-- Data section start --

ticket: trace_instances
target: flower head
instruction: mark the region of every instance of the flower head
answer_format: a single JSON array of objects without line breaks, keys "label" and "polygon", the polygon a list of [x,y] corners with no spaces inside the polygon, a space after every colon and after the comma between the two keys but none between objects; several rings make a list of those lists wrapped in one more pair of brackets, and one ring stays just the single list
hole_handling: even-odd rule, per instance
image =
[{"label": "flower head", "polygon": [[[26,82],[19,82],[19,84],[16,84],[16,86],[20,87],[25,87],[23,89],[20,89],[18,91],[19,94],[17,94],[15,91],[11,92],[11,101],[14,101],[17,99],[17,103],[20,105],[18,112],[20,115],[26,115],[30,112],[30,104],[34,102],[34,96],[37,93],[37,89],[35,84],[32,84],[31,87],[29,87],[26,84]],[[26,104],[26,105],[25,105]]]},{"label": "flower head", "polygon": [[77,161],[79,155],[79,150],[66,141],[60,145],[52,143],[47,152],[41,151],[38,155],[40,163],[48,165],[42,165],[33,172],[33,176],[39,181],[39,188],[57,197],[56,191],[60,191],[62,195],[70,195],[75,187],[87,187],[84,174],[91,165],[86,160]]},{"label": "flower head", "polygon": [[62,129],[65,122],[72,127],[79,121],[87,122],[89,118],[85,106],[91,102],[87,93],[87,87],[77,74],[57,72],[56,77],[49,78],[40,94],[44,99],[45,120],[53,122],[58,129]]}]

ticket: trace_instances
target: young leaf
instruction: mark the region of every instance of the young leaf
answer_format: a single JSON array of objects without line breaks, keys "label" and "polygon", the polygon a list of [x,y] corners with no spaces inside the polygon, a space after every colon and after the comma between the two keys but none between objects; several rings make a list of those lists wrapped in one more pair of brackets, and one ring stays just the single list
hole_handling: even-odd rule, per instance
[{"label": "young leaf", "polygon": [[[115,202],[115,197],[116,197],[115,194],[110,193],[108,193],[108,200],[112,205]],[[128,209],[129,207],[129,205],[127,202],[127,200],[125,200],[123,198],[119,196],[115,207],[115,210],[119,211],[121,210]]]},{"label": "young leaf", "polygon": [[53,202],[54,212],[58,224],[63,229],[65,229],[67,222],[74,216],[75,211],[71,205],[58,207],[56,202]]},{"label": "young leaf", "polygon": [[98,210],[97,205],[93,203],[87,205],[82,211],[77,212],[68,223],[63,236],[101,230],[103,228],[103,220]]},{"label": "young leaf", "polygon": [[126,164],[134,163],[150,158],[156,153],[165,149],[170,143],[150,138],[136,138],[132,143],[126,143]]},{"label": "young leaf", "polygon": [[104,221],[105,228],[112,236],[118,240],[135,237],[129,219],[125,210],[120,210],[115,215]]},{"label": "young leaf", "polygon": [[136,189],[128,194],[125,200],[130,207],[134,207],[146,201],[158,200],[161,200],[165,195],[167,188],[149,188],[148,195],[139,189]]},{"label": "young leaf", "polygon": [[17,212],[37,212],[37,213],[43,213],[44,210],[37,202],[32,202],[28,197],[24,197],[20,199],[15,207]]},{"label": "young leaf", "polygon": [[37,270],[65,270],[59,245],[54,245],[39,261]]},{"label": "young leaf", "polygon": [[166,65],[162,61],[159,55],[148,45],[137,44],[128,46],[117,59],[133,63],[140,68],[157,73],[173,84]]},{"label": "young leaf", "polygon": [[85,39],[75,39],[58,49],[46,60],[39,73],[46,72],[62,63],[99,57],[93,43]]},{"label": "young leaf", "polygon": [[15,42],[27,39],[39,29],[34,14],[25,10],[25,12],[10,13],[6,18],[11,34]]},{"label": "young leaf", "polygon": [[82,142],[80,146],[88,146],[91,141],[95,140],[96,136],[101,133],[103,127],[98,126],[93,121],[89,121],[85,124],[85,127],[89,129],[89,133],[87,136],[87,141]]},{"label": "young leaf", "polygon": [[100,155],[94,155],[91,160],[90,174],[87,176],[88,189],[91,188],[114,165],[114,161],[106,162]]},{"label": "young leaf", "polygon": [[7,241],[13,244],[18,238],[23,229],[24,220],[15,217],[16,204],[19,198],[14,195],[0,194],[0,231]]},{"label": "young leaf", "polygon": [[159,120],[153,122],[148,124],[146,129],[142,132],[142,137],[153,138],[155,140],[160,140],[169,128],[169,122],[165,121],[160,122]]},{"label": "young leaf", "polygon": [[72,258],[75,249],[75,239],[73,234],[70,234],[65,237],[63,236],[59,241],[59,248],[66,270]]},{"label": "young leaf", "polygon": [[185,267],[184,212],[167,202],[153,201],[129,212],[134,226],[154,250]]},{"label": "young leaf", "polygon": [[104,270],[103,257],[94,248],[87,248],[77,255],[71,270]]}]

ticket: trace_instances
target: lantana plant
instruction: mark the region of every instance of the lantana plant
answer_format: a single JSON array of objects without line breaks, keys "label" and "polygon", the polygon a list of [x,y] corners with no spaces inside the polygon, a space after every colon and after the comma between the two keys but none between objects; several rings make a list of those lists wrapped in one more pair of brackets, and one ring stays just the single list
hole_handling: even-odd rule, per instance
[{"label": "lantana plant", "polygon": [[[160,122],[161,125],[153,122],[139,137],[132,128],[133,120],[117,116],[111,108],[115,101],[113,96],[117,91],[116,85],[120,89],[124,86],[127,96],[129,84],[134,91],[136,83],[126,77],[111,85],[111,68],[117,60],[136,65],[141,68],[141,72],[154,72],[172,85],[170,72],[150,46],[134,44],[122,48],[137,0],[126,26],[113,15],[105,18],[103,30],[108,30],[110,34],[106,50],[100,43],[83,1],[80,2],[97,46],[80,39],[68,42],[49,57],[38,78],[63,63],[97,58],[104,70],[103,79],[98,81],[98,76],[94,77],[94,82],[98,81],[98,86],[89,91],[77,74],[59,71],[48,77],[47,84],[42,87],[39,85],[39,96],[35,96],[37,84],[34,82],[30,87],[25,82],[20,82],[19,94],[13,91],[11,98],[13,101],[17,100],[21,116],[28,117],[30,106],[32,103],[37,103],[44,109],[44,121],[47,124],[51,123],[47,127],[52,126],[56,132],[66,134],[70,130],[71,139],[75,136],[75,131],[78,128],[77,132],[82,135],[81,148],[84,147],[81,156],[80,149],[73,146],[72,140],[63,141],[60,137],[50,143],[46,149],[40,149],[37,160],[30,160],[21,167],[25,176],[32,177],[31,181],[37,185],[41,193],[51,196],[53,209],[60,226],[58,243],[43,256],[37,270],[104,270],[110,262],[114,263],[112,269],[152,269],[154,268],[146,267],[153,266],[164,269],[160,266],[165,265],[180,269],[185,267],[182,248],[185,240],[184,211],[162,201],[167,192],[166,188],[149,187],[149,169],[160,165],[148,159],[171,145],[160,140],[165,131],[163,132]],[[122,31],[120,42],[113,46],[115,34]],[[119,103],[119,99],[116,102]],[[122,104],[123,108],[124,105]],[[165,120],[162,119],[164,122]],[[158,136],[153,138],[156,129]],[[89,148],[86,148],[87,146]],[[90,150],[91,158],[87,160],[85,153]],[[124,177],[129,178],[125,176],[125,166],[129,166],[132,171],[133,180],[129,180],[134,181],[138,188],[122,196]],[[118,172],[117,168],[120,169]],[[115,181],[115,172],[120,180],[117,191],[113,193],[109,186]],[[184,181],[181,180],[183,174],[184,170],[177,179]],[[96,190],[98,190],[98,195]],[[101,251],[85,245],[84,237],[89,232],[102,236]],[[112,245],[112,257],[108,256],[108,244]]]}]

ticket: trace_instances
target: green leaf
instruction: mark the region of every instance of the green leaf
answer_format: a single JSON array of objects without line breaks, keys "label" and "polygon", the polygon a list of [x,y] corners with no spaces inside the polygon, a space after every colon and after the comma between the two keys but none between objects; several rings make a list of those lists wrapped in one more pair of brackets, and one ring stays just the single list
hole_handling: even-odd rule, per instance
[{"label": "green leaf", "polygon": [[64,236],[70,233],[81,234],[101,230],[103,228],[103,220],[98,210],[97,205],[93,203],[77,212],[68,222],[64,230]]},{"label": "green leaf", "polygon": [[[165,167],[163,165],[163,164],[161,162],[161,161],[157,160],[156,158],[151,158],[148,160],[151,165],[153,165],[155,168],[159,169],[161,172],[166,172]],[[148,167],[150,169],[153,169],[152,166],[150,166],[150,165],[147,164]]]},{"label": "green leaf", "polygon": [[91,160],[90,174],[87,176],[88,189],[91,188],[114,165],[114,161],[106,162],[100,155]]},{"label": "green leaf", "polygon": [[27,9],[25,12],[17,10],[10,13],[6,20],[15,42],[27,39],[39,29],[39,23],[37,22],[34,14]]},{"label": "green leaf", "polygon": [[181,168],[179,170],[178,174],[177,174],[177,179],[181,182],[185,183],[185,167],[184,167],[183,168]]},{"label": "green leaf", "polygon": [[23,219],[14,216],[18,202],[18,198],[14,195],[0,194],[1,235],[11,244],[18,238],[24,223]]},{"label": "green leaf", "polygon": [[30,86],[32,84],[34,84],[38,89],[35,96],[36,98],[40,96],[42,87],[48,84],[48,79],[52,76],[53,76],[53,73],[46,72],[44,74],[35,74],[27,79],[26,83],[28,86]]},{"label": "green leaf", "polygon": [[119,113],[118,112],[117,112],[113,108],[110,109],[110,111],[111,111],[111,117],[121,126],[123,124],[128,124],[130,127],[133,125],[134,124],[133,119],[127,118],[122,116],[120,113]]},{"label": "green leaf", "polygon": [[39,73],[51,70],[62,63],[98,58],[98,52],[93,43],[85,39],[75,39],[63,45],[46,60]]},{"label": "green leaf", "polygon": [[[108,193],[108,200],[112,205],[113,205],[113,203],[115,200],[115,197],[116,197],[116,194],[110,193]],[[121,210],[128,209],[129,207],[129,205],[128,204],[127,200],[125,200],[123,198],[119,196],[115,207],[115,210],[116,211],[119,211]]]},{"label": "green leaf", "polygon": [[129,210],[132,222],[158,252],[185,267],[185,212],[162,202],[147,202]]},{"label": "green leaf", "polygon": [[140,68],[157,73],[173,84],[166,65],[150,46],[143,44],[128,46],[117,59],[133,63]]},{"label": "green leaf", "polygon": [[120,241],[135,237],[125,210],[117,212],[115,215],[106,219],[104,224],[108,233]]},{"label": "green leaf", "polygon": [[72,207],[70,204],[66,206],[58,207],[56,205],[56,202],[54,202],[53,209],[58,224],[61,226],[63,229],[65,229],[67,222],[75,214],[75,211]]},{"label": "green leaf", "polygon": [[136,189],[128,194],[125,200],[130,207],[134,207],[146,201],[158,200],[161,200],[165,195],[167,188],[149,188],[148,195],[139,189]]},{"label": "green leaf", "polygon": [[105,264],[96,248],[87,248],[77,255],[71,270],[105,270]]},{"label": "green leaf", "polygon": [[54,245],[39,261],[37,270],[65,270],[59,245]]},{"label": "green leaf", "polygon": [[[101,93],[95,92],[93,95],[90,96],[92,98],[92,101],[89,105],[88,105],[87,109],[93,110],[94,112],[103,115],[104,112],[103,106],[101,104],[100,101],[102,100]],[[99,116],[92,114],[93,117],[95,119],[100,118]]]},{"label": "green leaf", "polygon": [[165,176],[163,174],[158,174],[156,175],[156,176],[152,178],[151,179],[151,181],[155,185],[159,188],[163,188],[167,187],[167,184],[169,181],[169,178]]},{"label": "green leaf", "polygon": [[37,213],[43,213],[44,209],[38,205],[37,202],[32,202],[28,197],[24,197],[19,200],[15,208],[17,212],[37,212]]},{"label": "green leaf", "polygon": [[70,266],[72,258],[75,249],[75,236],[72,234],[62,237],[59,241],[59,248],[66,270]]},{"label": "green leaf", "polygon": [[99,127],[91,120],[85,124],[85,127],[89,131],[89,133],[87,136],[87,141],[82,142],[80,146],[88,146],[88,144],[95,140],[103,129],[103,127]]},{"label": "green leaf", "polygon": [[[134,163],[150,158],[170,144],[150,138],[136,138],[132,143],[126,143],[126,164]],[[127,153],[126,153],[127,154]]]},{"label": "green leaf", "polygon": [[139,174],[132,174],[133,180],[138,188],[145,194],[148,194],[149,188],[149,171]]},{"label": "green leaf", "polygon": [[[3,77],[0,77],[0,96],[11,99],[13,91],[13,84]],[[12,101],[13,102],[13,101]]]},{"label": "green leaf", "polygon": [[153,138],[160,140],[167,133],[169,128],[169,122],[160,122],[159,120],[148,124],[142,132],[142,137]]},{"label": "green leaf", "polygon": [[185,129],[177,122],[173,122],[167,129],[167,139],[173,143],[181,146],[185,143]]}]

-- Data section end --

Instructions to follow
Identify every line above that contains the word "target" and copy each of those lines.

Answer to this exercise
target: flower head
target: young leaf
target: lantana plant
target: green leaf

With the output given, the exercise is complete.